+++ GIVEN RECORDS

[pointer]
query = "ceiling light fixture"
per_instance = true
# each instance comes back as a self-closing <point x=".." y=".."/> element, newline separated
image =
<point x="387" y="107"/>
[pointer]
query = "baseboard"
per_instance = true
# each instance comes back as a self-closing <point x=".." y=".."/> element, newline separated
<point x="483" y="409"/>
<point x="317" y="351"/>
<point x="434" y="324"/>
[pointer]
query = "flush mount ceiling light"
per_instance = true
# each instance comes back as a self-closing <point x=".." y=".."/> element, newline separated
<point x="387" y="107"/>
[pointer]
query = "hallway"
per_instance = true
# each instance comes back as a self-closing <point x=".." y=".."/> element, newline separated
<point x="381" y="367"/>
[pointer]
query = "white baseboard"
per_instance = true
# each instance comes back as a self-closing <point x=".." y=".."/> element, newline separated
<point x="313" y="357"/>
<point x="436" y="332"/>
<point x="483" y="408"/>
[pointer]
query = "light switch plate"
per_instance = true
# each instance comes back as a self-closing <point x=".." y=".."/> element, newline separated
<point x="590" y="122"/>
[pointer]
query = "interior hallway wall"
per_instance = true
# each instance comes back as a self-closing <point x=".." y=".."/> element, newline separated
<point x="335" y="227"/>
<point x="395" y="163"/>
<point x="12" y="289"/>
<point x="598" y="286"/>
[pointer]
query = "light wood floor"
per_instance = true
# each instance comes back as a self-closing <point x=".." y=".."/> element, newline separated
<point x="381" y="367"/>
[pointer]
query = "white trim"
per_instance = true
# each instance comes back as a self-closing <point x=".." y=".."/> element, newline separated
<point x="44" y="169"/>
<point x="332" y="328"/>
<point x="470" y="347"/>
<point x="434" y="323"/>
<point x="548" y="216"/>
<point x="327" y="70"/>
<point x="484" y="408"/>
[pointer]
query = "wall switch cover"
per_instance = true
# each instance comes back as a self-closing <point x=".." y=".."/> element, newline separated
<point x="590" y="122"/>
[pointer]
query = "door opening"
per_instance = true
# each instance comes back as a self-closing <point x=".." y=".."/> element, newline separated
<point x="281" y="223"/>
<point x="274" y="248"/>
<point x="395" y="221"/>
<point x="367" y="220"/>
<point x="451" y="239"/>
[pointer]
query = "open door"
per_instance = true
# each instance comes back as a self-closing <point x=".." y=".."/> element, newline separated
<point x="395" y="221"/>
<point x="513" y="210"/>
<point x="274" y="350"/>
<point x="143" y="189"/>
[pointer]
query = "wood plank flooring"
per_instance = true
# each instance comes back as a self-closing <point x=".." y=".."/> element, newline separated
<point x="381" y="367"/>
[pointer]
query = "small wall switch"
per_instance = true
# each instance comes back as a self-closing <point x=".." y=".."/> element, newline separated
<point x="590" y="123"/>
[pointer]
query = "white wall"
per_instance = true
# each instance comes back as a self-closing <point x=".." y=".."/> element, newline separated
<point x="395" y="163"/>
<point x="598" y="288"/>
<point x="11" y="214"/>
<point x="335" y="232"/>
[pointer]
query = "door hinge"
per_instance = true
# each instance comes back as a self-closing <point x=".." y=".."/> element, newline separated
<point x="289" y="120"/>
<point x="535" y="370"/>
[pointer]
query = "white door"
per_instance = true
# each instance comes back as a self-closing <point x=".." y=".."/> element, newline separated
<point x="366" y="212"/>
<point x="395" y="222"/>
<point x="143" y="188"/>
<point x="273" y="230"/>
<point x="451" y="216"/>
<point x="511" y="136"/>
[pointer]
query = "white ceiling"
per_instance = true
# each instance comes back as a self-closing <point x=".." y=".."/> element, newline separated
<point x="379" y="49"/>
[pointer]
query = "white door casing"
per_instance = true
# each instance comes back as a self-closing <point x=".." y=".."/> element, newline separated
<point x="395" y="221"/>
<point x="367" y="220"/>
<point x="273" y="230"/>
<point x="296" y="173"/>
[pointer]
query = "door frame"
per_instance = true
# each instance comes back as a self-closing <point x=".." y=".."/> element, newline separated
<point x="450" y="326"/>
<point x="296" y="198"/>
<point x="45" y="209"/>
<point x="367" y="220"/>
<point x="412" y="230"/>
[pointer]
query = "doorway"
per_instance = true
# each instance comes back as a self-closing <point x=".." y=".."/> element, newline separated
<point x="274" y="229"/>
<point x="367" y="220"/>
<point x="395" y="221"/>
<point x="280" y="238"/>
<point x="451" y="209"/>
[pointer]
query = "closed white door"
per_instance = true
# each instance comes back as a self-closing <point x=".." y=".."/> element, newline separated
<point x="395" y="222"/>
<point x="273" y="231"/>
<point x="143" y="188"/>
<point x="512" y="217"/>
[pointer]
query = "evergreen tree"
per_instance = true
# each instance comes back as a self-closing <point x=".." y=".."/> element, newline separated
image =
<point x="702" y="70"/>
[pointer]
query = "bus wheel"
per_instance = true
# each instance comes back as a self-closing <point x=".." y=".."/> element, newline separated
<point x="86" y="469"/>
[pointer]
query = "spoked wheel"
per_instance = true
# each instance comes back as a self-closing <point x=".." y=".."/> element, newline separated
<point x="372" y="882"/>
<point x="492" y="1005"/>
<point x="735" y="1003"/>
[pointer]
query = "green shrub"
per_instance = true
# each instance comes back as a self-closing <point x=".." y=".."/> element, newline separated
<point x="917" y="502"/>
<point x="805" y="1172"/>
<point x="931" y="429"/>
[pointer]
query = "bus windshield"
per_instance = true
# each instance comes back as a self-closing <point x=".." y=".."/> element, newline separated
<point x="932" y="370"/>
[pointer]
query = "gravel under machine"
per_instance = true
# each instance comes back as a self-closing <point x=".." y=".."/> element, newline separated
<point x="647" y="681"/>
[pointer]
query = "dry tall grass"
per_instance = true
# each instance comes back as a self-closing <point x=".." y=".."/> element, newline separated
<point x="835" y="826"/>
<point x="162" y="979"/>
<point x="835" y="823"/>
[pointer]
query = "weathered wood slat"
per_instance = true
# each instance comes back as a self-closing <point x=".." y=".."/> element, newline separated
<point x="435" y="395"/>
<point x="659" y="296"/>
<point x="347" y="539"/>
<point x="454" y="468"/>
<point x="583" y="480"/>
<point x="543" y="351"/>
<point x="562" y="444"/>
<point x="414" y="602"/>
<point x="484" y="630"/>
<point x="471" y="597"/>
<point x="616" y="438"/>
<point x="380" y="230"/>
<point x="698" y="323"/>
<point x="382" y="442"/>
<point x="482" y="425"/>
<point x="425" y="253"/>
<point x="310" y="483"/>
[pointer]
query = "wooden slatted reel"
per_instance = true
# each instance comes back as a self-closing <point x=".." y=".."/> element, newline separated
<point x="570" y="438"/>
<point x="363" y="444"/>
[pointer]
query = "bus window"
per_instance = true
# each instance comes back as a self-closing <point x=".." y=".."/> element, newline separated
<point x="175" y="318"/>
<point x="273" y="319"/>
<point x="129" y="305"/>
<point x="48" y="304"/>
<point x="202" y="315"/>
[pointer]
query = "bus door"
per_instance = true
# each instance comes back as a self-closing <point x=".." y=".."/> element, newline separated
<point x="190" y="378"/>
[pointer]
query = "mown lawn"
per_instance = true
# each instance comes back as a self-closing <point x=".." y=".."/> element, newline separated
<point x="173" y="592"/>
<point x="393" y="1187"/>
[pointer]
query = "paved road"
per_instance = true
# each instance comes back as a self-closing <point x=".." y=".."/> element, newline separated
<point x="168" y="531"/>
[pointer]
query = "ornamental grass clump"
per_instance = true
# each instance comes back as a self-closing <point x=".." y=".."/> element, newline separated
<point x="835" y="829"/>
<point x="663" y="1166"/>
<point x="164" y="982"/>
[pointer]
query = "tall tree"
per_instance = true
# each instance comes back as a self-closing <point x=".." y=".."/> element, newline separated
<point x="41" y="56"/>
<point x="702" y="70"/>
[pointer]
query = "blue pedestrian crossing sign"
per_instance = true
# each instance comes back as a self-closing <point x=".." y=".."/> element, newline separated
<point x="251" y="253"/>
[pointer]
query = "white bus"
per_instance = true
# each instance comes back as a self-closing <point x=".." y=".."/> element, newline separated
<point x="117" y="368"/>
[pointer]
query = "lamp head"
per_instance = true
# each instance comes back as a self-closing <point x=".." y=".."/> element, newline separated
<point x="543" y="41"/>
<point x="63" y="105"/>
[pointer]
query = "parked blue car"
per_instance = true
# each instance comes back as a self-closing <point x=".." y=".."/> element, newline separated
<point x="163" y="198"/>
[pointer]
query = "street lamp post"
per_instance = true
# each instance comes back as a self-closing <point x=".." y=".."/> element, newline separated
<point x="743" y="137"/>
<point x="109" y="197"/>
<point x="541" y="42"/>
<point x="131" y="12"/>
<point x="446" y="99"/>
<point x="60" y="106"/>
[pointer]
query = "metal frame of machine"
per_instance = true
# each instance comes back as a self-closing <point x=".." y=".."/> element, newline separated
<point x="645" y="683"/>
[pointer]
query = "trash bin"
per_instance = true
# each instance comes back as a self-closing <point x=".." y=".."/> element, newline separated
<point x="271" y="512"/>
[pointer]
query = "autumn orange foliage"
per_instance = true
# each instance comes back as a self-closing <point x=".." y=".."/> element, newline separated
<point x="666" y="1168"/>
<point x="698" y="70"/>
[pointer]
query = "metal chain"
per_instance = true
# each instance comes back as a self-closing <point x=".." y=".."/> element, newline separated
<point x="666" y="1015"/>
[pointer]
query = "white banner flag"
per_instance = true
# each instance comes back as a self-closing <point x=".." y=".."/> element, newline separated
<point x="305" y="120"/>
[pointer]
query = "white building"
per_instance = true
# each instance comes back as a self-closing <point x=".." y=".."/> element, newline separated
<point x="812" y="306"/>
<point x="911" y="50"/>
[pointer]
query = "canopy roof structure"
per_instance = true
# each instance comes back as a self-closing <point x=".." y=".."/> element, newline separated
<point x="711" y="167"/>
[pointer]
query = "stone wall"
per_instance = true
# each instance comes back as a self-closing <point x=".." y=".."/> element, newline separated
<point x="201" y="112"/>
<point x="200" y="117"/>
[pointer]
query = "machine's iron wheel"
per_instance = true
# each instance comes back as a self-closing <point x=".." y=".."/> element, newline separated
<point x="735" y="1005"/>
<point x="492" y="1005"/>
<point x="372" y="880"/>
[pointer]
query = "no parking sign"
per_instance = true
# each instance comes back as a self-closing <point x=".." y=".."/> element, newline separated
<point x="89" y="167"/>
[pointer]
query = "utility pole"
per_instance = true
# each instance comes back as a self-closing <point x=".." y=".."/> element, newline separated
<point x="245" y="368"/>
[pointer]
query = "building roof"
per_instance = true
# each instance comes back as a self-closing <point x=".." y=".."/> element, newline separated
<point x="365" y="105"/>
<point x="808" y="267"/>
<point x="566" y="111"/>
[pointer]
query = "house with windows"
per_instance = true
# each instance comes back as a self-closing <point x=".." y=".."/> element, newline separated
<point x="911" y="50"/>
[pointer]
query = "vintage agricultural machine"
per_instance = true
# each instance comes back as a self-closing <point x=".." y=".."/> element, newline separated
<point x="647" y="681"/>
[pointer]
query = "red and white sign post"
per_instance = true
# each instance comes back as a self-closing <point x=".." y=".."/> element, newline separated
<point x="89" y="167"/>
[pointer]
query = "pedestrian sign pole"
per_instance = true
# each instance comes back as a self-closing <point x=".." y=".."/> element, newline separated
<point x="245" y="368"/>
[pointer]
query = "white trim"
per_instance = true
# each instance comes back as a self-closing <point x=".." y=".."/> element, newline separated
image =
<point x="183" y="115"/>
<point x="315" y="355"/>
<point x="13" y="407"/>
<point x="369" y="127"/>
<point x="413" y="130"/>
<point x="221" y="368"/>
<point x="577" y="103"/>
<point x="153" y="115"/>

++++++

How many of the lines above contain the string "grass"? Reply with the number alone.

> _IN RESPONSE_
2